→ TASK DIRECTIONS:
How many of the lines below contain the word "long"? Reply with only the number.

→ RECORD SET:
───

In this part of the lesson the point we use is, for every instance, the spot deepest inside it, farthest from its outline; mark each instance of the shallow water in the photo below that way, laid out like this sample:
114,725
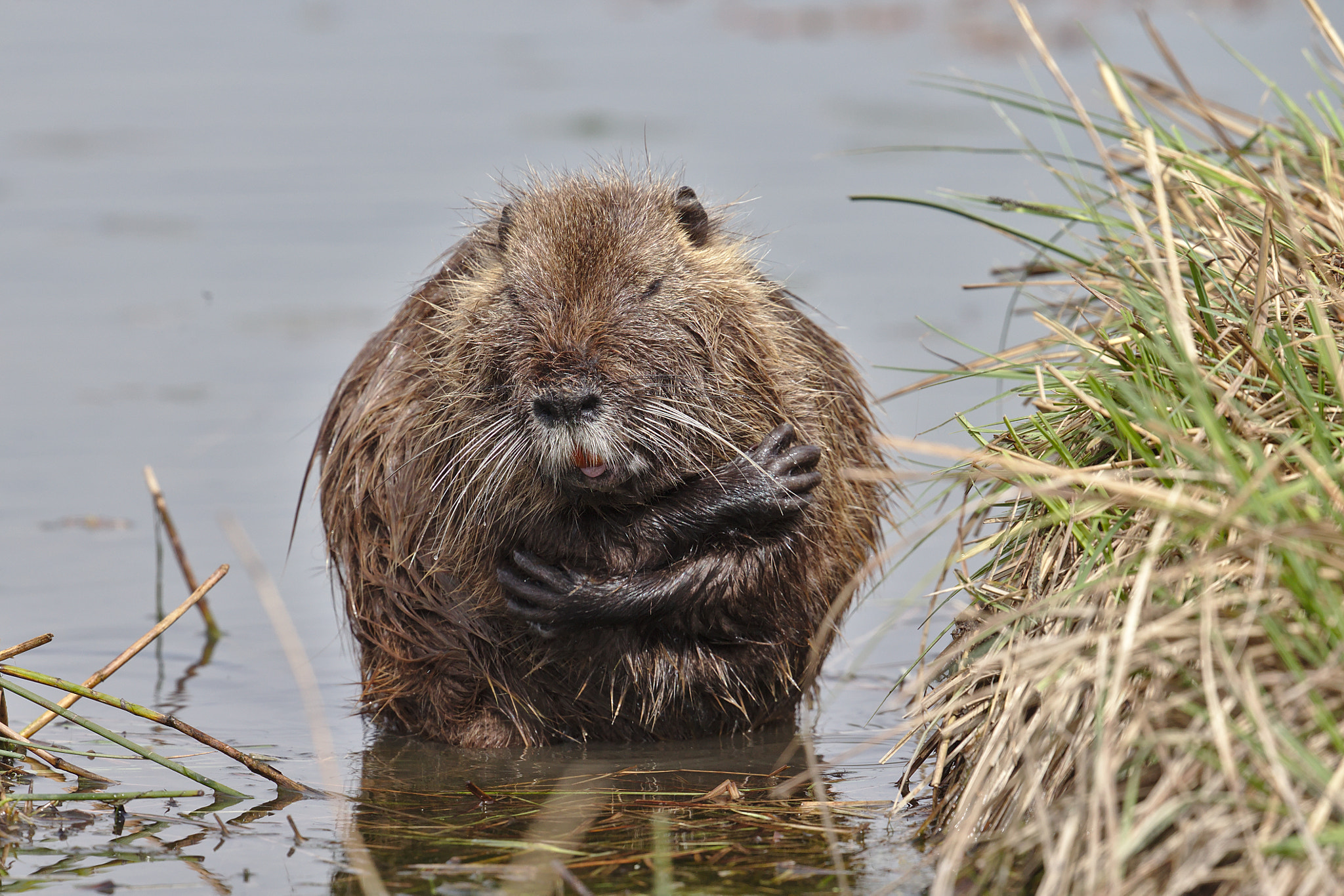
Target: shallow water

───

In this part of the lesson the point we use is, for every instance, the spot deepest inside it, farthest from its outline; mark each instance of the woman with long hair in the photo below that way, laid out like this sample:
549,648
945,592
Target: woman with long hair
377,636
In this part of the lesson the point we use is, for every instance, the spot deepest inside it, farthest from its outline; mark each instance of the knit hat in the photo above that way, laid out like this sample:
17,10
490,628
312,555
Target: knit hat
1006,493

───

→ TASK SOLUTION:
2